* **読解文**:
<<<<
【主日礼拝−メッセ−ジ要約】 2004年3月14日
メッセージ 高橋淑郎牧師
フィリポ・カイサリアの地方は風光明媚な土地である一方、この世の支配者たちの汚れた手の中に置かれていました。主イエスはそのような悪しき騒音の中で、「あなたは、わたしを何者だというか。」と問われたとき、ペトロもまたこの世の支配者を崇める人々の声にかき消されまいとして決然と、「あなたは、メシアです。」と答えました。これを聖書では信仰告白といいます。
皆さんには毎日曜日この礼拝堂に来て、本当に聴き取らなければならない言葉があります。それは、「あなたはわたしを何者だというのか」という主イエスの問いかけです。この問いかけをあいまいにしたままここを去ることは、あなたにとって決して祝福につながりません。ペトロの、「あなたは、メシアです」と言う答えですが、実際には、「あなたはメシア、生ける神の子です。」ともう少し長いことが分かります(マタイによる福音書16:16)。こんな言葉は人間に対して言えるものではありません。言われた方も畏れのあまり縮み上がってしまいます。イエスこそ唯一のメシア、キリスト、救い主という意味だからです。あの時背後に流れ落ちる滝の音で主イエスの御声が途切れ途切れに聞こえたかもしれません。しかし、ペトロをはじめ弟子たちはそのような音に惑わされず、しっかりと聴き取り、はっきりと告白しました。
今日、あの滝の音にもまさって世のさまざまな知恵や文化や経済活動という誘惑の響きが鳴り響く中で、教会が伝える神のみ言葉のメッセージもかき消されそうになります。しかし、あなたは決してイエス・キリストのみ声を聴き漏らさないのです。その証拠にあなたは今この会堂のベンチに座っておられます。だから今勇気を出して、あなた自身の口から、「イエスこそわたしの救い主、生ける神の子です。あなたを信じます」と告白なさることを心からお勧めしたいのです。この方だけがあなたの人生に意味を与え、生きる希望を与え、命を与えて下さる唯一の神だからです。
>>>>
* **使用する記録**:
<<<<
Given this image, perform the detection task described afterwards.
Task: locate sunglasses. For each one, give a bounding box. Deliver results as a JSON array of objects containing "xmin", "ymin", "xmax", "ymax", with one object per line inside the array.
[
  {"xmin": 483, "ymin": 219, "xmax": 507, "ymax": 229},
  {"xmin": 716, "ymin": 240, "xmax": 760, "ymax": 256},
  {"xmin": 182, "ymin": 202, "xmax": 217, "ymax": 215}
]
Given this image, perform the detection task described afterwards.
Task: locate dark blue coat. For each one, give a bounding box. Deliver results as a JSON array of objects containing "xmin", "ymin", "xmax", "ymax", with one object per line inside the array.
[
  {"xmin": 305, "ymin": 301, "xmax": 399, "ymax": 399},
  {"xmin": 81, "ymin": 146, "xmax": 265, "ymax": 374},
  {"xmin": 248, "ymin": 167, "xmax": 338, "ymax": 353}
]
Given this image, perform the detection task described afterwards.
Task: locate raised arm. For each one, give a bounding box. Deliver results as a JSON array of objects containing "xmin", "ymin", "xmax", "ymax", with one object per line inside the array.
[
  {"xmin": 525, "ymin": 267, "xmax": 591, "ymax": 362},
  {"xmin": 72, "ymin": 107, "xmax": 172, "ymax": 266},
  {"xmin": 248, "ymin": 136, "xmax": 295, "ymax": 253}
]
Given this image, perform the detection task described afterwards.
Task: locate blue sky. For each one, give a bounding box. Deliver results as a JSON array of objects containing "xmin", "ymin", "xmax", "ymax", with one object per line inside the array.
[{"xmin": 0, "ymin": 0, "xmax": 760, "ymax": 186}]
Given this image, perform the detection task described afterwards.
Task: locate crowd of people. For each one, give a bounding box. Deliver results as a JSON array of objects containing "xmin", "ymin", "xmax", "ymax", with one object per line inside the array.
>>>>
* **取り組む課題**:
- 1) 記録の中で、文字列「blue」を含む行が何行あるかを求め、その数だけを答えよ。大文字と小文字は区別する。
- 2) 信仰告白についての礼拝メッセージを、最後の文の後から書き継げ。

* **解答**:
- 1) 2

- 2)
メッセージ 高橋淑郎牧師
今朝はガリラヤ湖北岸の町ベトサイダから更に北にあるフィリポ・カイサリヤの地方へ行く途中で行われた、主イエスと弟子たちの対話を通して学びたいと思います。ベトサイダからいったいどれくらい離れたところにこの町はあるのでしょうか。わたしたちが今手にしている聖書は新共同訳という聖書ですが、この聖書はとても親切で細やかな配慮がなされています。聖書の区切り毎にタイトルをつけて大体の内容を把握しやすいように編集してくれています。また後ろの方には聞きなれない名称や事柄などを五十音順に説明してくれています。更にありがたいことには聖書の時代に用いられていた重さの単位や長さの単位、また貨幣価値などについても一覧表をつけてくれていますから、初めて聖書を読む人には分かりやすく、なじみやすいのではないでしょうか。もうひとつ言うと、地図があります。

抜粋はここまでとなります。